▸ PROBLEM: Filter the listing below down to the lines that contain the word "Trace", treating uppercase and lowercase as different, and copy each of those lines in full.

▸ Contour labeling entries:
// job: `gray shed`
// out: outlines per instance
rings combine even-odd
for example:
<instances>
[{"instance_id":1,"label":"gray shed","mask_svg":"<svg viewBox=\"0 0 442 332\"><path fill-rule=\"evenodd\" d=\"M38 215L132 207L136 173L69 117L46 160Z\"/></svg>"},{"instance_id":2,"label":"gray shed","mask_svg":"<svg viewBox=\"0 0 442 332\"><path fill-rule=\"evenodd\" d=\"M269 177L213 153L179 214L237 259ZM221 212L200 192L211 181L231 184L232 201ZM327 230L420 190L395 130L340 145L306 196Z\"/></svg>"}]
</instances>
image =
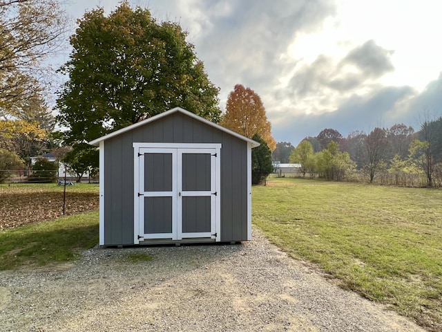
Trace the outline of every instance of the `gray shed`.
<instances>
[{"instance_id":1,"label":"gray shed","mask_svg":"<svg viewBox=\"0 0 442 332\"><path fill-rule=\"evenodd\" d=\"M90 142L99 147L99 244L251 239L259 143L180 107Z\"/></svg>"}]
</instances>

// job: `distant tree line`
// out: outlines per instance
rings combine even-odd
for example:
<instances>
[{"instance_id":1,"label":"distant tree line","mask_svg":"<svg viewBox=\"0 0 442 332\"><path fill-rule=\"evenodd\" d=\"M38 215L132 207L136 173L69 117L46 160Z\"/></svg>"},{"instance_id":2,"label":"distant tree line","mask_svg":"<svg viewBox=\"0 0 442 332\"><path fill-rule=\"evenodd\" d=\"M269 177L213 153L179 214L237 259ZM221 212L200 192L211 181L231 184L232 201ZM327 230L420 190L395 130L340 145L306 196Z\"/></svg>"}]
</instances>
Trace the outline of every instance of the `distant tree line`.
<instances>
[{"instance_id":1,"label":"distant tree line","mask_svg":"<svg viewBox=\"0 0 442 332\"><path fill-rule=\"evenodd\" d=\"M277 143L272 160L300 164L302 176L404 186L442 187L442 117L425 119L419 131L403 123L352 131L344 138L325 129L294 147Z\"/></svg>"}]
</instances>

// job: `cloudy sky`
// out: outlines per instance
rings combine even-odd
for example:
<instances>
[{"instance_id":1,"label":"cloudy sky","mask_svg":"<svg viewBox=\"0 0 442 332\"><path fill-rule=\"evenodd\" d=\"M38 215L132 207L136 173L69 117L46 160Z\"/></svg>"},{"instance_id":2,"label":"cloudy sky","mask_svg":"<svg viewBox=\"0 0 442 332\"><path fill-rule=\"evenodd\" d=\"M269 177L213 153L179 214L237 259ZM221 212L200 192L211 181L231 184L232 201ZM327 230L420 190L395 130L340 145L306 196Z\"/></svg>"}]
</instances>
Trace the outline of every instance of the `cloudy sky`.
<instances>
[{"instance_id":1,"label":"cloudy sky","mask_svg":"<svg viewBox=\"0 0 442 332\"><path fill-rule=\"evenodd\" d=\"M145 0L189 33L221 107L236 84L254 90L277 142L442 115L442 1ZM74 18L117 0L72 0Z\"/></svg>"}]
</instances>

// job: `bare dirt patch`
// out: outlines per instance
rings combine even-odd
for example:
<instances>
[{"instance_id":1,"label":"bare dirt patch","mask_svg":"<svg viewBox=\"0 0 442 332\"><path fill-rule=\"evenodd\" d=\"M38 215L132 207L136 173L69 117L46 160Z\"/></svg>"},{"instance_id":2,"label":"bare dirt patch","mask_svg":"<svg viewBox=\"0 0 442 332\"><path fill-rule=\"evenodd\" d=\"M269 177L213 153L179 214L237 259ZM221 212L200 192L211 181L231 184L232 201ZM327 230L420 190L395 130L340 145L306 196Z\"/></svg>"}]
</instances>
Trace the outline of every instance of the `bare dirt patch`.
<instances>
[{"instance_id":1,"label":"bare dirt patch","mask_svg":"<svg viewBox=\"0 0 442 332\"><path fill-rule=\"evenodd\" d=\"M153 259L131 263L131 253ZM0 303L5 331L424 331L256 230L243 244L97 247L66 270L0 272Z\"/></svg>"},{"instance_id":2,"label":"bare dirt patch","mask_svg":"<svg viewBox=\"0 0 442 332\"><path fill-rule=\"evenodd\" d=\"M97 210L98 193L68 192L65 213ZM52 219L63 215L63 192L12 193L0 195L0 230Z\"/></svg>"}]
</instances>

▸ EXERCISE OUTPUT:
Trace the outline of every instance of the `gray shed`.
Trace the outline of every instance of the `distant tree line`.
Trace the outline of every instance of the `cloudy sky`.
Trace the outline of every instance of the `bare dirt patch`.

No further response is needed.